> [THINGS TO DO]:
(1) In the poultry health text, what is the smallest unit when a broiler veterinarian treats a flock?
(2) Resume the poultry health text after its last sentence.

> [PASSAGE TO READ]:
####################
How can a veterinarian ensure only a select number of chicken are sick versus the entire flock? If one bird becomes sick, how does the veterinarian ensure that the rest of the flock does not get sick?

If you work as a veterinarian for a broiler company, you practice flock health. In other words, because the birds live in close proximity to each other, inside a chicken house, if one bird gets sick, all of the others are at risk. The population is treated as an individual and the smallest unit is one house of chickens. In those cases where a disease is diagnosed by a poultry veterinarian, treatment would be assigned based on the causative agent to the entire house to treat those birds that are clinically ill and prevent the spread of the disease to other at risk birds in the house.

As the saying goes, an ounce of prevention is worth a pound of cure and this fits the practice of poultry medicine as well. Consequently, there is a lot of attention paid to preventing disease from entering a house (biosecurity) and ensuring the flock is best suited to be protected from a disease challenge (disease surveillance, vaccination, optimal environment and management, proper nutrition, minimal stress.)

What are the alternatives to treating a broiler chicken with antibiotics? Do veterinarians use any holistic or herbal medicines?

Organic acids, vitamins and water sanitizers are sometimes used to reduce the risk of spread or minimize the impact of a disease. Additionally, there are more and more products that are entering the marketplace with claims of antibacterial activity and poultry veterinarians may use holistic or herbal medicines if they or a colleague have had success treating specific conditions with these compounds. Judicious use of antibiotics is a critical component of veterinary practice so if there is occasion to use a GRAS (Generally Recognized As Safe) product to achieve a favorable response, it is the veterinarians responsibility to do so.

Does the veterinarian monitor the sick chicken(s) or is that the farmers’ responsibility?

There are several individuals who share the responsibility for monitoring sick chickens. Ultimately, it is the veterinarian’s responsibility to develop and implement poultry health programs for the company. Health programs typically include biosecurity programs, vaccination programs, disease surveillance programs and sanitation programs. Additionally, the veterinarian is usually tasked with training the company representatives to recognize signs of disease. These individuals visit the farms on a weekly basis and make health and welfare assessments of each flock. Together with feedback from the farmer, they communicate to their management and the veterinarian when they suspect there might be a disease present. The veterinarian will develop a diagnostic plan, visit the farm or have birds taken to a poultry diagnostic lab, evaluate lab results and develop a treatment plan if needed. If treatment is assigned, the veterinarian receives feedback on how effective the treatment was and will use that information in subsequent cases.
####################
> [Photo-based data on referring expressions]:
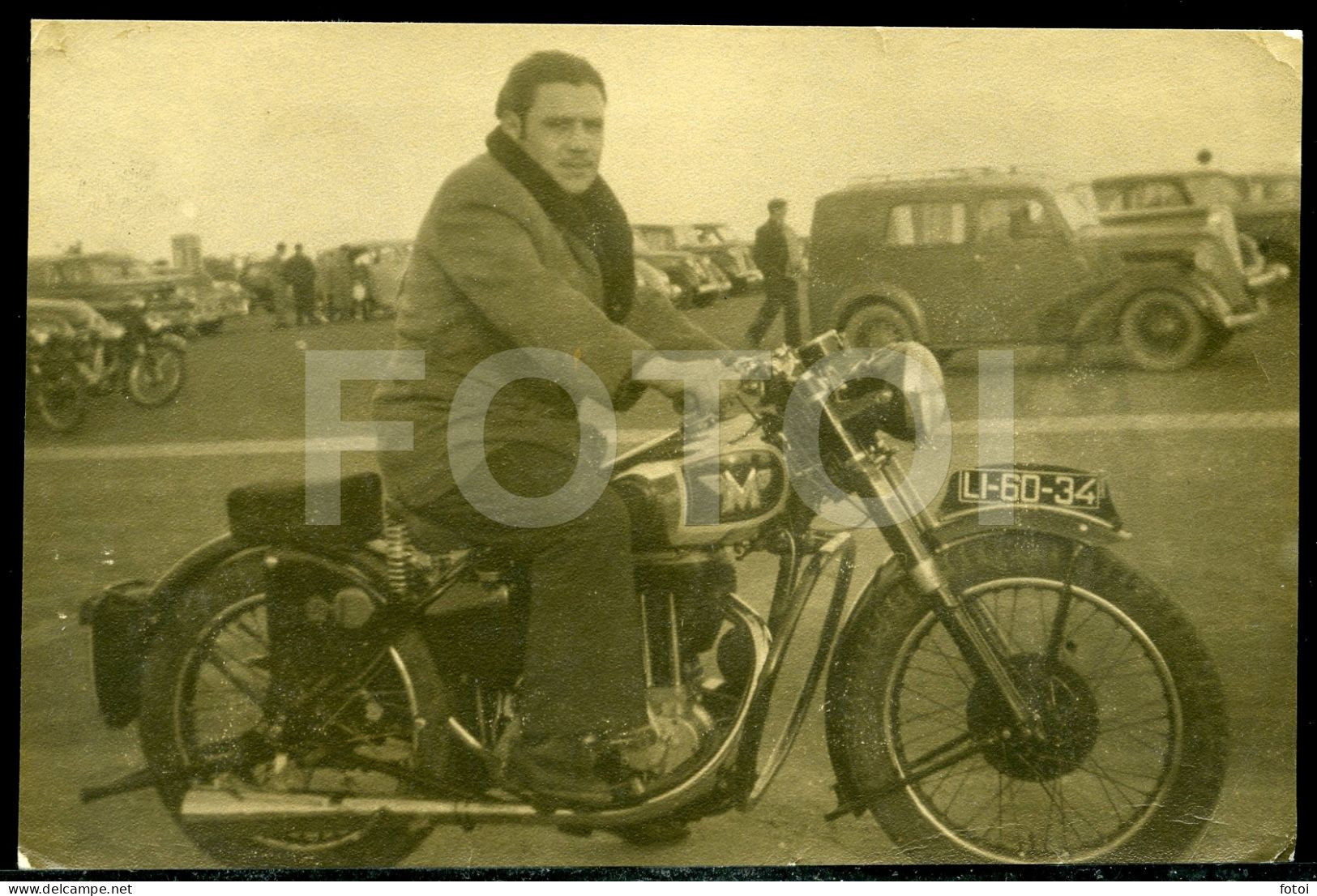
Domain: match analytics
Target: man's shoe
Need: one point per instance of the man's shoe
(560, 771)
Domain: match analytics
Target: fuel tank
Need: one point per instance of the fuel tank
(746, 479)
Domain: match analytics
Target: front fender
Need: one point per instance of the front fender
(1100, 322)
(872, 293)
(952, 529)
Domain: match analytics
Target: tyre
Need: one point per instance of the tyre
(1163, 331)
(156, 375)
(878, 325)
(1134, 750)
(207, 720)
(61, 402)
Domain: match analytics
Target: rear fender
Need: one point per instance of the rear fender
(128, 616)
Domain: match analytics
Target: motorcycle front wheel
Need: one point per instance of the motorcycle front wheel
(1131, 756)
(59, 402)
(156, 375)
(207, 721)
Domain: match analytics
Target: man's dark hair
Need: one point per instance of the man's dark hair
(543, 67)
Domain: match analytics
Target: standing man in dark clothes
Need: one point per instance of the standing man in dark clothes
(777, 252)
(301, 274)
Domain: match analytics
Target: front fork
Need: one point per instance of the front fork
(973, 632)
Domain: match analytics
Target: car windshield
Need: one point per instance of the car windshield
(1212, 190)
(1078, 206)
(112, 271)
(716, 234)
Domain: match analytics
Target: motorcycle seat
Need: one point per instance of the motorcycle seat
(427, 533)
(276, 512)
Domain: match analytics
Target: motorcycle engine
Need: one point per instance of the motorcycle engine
(682, 612)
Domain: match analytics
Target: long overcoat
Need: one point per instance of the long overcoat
(491, 271)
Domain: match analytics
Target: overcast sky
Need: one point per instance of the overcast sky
(256, 133)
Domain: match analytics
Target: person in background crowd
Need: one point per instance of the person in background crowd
(280, 301)
(301, 275)
(779, 254)
(527, 246)
(333, 272)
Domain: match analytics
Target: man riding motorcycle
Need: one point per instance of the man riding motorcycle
(526, 246)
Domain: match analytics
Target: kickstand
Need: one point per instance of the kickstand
(473, 745)
(133, 780)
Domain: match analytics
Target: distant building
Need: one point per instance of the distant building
(187, 252)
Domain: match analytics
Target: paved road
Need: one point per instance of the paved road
(1203, 465)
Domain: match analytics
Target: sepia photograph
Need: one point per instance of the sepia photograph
(488, 446)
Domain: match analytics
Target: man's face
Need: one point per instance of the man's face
(562, 132)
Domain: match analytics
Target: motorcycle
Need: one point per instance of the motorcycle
(1001, 689)
(56, 388)
(148, 362)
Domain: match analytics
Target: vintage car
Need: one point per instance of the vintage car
(118, 286)
(716, 241)
(1257, 271)
(1007, 258)
(651, 280)
(1266, 207)
(701, 282)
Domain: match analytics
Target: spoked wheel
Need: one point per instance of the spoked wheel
(61, 402)
(156, 375)
(221, 710)
(1131, 754)
(878, 325)
(1163, 331)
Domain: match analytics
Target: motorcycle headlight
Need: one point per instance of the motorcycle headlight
(910, 403)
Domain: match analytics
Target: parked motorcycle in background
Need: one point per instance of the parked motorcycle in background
(324, 695)
(149, 362)
(57, 391)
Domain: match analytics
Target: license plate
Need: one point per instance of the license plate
(1030, 487)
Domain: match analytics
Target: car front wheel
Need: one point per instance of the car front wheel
(878, 325)
(1162, 329)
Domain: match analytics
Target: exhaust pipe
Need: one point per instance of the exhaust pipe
(210, 805)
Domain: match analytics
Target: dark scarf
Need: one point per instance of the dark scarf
(594, 216)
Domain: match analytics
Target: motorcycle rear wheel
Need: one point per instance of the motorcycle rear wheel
(204, 682)
(1135, 752)
(156, 375)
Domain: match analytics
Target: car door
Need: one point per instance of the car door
(1026, 263)
(925, 250)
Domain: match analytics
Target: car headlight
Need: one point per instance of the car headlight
(1205, 258)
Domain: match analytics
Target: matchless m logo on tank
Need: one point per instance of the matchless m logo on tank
(750, 483)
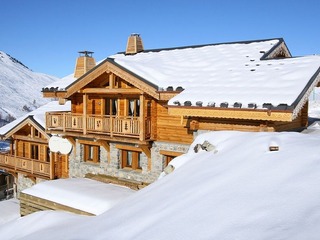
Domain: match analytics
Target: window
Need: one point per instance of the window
(168, 156)
(131, 159)
(134, 107)
(91, 153)
(34, 151)
(111, 106)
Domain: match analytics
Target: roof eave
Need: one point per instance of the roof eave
(231, 113)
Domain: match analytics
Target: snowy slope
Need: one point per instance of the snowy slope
(243, 191)
(20, 88)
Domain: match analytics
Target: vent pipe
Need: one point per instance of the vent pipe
(134, 44)
(85, 62)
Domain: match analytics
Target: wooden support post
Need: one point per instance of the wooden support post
(84, 117)
(106, 146)
(51, 166)
(147, 152)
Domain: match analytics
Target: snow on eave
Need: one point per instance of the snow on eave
(304, 95)
(112, 61)
(68, 81)
(211, 44)
(37, 117)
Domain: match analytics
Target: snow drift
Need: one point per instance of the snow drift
(240, 191)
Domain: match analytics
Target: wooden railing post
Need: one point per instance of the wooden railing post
(84, 121)
(142, 119)
(51, 167)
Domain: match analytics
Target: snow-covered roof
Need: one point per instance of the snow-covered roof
(225, 73)
(38, 115)
(239, 72)
(91, 196)
(63, 83)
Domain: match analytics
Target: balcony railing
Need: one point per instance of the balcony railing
(97, 124)
(27, 166)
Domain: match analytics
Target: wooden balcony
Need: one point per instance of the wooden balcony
(133, 127)
(27, 166)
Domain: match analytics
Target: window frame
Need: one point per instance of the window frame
(135, 161)
(91, 153)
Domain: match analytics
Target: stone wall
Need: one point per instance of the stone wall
(79, 168)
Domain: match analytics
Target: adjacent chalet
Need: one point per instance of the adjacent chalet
(136, 110)
(30, 159)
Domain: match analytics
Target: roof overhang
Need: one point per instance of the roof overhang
(231, 113)
(27, 121)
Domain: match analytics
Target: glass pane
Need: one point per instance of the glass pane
(139, 161)
(137, 108)
(129, 158)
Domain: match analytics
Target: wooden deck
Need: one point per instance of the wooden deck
(27, 166)
(134, 127)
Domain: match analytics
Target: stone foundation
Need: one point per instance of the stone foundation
(112, 167)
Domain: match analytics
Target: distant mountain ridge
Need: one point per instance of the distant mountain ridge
(20, 88)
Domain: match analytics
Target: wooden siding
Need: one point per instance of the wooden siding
(169, 128)
(27, 166)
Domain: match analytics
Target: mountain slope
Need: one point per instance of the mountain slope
(20, 88)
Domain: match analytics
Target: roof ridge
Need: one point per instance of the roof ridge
(208, 44)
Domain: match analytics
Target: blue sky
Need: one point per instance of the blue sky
(47, 35)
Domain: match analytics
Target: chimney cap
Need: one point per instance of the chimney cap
(85, 53)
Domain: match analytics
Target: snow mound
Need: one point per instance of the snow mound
(243, 191)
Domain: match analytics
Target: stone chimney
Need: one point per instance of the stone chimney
(134, 44)
(85, 63)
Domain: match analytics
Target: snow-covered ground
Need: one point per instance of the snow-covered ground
(240, 191)
(91, 196)
(9, 210)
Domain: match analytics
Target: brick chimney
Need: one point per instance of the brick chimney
(134, 44)
(85, 63)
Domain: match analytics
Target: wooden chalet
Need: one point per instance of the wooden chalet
(30, 159)
(135, 111)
####################
> [TASK ANSWERS]:
(1) One house of chickens.

(2)
Under what circumstances will a veterinarian deem a broiler chicken too sick to be treated with antibiotics?

If a broiler can no longer get to feed or water because it is sick, it is necessary to humanely euthanize the bird to relieve its suffering.

Dr. Ken Opengart received his Master’s Degree in Poultry Science from Virginia Tech, his Veterinary Degree from the Virginia-Maryland Regional College of Veterinary Medicine and his Ph.D. from Virginia Tech. Dr. Opengart is a Diplomate of the American College of Poultry Veterinarians and was certified by the Professional Animal Auditor Certification Organization as a Foundation Poultry Welfare Auditor.

Dr. Opengart has worked for nearly 25 years within the poultry industry. Past employers include Elanco Animal Health, Wampler Foods, Seaboard Farms and ConAgra Poultry. Dr. Opengart has been employed by Keystone Foods for 13 years and during that time his responsibilities have included overseeing live operations, health and nutrition, animal welfare, biosecurity, pre-harvest food safety, sustainability and grain risk management programs within Keystone Foods’ U.S. Proteins Division. In his current capacity he leads Global Animal Health and Welfare and continues to lead Sustainability for Keystone Foods’ U.S. Proteins Division.